- [INSTRUCTIONS FOR THE TASK]
Select each line of the entries below that contains the word "reflection" and copy it out in full.

Stored entries:
-=-=-
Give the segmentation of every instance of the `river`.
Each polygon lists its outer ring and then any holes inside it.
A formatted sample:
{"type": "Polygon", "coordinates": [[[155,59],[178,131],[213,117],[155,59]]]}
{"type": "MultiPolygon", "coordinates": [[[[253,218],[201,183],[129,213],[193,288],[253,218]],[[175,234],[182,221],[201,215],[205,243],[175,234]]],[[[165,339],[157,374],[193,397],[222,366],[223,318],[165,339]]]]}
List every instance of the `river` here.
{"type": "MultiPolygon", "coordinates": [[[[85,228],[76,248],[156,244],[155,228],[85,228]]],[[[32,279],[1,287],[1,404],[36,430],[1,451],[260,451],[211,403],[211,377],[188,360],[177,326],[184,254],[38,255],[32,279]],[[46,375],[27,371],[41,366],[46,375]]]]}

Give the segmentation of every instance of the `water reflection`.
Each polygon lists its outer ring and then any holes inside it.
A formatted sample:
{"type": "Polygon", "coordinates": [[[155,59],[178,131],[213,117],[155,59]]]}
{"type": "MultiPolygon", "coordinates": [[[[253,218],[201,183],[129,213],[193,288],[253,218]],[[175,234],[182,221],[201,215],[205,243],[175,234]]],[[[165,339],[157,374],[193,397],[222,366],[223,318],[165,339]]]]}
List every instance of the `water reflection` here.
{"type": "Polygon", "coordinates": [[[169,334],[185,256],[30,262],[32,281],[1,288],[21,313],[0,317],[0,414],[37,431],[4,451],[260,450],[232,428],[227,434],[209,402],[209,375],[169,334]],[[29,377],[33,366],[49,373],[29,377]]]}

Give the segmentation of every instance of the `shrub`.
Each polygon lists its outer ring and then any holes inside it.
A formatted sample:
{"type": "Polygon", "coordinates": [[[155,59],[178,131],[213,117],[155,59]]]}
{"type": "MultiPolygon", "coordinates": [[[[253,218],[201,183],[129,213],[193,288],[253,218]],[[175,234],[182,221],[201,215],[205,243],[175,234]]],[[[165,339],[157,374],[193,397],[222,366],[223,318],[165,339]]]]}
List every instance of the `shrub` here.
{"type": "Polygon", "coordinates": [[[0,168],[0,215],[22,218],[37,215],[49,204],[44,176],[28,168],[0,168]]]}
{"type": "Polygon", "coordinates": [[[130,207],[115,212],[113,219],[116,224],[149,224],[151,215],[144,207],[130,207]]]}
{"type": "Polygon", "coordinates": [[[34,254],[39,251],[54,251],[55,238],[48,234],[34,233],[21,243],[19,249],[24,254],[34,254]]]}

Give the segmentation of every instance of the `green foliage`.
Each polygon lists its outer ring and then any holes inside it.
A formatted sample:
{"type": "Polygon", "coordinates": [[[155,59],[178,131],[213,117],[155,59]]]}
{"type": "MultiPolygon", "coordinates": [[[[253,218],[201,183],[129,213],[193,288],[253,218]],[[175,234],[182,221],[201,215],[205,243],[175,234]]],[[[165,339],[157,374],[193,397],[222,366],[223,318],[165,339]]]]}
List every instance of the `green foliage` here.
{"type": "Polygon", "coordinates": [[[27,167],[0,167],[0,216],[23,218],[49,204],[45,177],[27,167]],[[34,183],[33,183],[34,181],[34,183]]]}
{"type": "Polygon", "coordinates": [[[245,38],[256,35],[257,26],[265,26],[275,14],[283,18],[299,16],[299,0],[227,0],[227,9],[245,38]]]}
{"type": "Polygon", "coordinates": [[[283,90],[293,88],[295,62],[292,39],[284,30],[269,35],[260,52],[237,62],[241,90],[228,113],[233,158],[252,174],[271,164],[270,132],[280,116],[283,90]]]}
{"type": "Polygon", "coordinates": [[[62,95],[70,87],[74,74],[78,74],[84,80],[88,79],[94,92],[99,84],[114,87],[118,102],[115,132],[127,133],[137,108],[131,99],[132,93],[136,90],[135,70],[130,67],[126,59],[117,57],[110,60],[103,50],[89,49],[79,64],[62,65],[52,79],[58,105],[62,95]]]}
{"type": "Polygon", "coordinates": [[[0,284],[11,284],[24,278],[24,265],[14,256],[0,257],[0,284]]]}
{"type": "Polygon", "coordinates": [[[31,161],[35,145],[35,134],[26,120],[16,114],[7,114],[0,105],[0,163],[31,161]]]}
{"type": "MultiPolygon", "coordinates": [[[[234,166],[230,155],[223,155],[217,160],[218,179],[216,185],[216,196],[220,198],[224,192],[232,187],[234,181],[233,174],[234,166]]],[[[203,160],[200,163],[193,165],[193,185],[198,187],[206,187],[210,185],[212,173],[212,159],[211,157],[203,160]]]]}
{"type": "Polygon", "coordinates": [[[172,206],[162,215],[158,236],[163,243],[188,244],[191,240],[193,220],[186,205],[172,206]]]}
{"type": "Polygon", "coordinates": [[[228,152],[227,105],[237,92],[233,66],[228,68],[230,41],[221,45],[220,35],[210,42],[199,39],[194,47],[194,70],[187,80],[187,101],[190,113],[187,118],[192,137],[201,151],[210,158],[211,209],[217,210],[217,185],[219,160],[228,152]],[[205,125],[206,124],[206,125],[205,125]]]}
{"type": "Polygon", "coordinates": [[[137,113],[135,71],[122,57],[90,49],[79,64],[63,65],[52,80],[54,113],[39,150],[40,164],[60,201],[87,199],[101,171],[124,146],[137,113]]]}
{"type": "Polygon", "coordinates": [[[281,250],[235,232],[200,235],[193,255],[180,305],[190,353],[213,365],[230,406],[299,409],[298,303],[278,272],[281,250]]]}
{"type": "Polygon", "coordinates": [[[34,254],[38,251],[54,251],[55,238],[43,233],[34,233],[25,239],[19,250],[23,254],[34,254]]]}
-=-=-
- [SOLVED PROBLEM]
Give the segmentation of every instance of the `water reflection`.
List every instance of the `water reflection` here.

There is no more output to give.